GIVEN TASK 1: In the post on domain registration queues, what side effect does the writer suggest widespread bombarding of registrars might generate?
GIVEN TASK 2: Copy the post on domain registration queues word for word between "Nice ideal, and" and "has face value.", inclusive.

EXTRACT TO READ:
—————

Nice ideal, and I agree completely with the principle. Personally I think
that charging for putting people in a queue is sleazy at least.
Unfortunately, it is not a workable ideal, and only has face value.
Just in the same way that outsiders start bombarding registrars when they
feel that a name is about to become available, by sending constant
registration requests for the same name, once a TLD is announced, there will
be a lot of people who will decide that they want a particular name and will
start bombarding registrars for business.* or whatever, with the expectation
to be the first one there the moment that TLD requests are accepted, if it
were accepted only from the moment that it goes live. It would be similar to
what happens with the bombarding for a name that has become available
through lack of payment etc, except that at point 0 instead of just having a
handful of bombarding (as happens today on a daily basis), you'd have
widespread bombarding all around. Probably generating (unwillingly?) as a
side effect widespread denial of service. Please note that this is JUST a
hypothesis, and I'm not saying "it WILL be like this", just that I think
that it's a likely possibility.

—————

DATA:
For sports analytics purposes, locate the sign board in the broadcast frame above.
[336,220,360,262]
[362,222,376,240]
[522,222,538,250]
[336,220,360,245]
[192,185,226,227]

—————

COMPLETE OUTPUT 1: Widespread denial of service.

COMPLETE OUTPUT 2:
Nice ideal, and I agree completely with the principle. Personally I think
that charging for putting people in a queue is sleazy at least.
Unfortunately, it is not a workable ideal, and only has face value.